» Exercise brief: Rewrite the lines from the start through the line holding "56), (258, 56)]", inclusive, and raise every pixel coordinate in the answer outlines by 61. Keep all other text in those lines unchanged.
━━━━━━━━━━━━━━━━
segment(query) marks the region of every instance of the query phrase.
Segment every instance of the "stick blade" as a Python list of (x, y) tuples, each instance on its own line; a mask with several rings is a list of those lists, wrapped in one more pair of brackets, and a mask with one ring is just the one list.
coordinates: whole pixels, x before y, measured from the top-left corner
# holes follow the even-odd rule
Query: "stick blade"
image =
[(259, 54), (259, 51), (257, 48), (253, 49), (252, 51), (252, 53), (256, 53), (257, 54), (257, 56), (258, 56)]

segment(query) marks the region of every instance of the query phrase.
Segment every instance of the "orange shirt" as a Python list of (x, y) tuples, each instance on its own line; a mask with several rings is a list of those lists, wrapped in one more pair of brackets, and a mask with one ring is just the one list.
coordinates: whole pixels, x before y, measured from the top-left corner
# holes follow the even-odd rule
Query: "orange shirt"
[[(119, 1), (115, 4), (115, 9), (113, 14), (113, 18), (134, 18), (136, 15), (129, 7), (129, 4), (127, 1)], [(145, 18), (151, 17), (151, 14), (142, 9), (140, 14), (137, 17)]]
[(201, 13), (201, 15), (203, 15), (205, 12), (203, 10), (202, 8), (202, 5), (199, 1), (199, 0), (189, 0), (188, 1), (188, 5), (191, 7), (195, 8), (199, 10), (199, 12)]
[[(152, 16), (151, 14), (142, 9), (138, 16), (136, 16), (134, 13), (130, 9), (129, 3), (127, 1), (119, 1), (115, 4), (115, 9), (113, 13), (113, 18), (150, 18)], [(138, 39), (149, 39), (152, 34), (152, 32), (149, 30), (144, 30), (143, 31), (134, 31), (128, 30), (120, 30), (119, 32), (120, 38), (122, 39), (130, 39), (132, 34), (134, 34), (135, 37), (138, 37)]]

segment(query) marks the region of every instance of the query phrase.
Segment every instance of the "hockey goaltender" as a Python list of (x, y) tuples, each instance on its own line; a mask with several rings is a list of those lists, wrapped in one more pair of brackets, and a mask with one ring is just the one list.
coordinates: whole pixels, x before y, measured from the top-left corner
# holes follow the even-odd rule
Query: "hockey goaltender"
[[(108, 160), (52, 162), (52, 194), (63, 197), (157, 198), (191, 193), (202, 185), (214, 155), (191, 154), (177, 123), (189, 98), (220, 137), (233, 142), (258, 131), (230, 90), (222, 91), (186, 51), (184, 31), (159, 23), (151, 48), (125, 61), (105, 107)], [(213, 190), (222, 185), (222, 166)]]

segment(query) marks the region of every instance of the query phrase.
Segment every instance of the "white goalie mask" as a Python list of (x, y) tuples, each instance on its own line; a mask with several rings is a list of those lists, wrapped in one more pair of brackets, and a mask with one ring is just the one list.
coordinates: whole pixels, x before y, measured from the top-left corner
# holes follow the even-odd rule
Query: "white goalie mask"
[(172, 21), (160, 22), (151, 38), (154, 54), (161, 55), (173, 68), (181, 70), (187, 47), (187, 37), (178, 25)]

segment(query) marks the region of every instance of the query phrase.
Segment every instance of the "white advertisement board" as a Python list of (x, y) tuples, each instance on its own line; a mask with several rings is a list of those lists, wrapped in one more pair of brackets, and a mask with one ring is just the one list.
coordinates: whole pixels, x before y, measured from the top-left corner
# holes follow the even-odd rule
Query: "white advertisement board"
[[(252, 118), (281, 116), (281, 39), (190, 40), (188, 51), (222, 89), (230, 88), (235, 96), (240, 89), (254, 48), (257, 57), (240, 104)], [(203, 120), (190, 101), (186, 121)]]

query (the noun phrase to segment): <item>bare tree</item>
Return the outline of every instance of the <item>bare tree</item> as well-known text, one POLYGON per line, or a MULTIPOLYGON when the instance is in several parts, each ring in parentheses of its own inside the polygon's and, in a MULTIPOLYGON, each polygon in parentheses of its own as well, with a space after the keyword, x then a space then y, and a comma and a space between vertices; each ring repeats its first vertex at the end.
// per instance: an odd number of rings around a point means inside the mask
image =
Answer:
━━━━━━━━━━━━━━━━
» Exercise result:
segment(query) marks the region of every instance of the query phrase.
Segment every instance of the "stick blade" as a Python list of (x, y) tuples, each instance on its own line; a mask with several rings is a list of those lists, wrapped in one more pair of brackets, and a mask with one ring is just the one list.
coordinates: whole pixels, x before y, measured from the top-left corner
# holes follow the even-odd rule
Query: "stick blade"
image =
[(320, 115), (320, 112), (318, 109), (314, 110), (313, 112), (313, 114), (317, 114), (318, 115), (318, 117), (319, 117)]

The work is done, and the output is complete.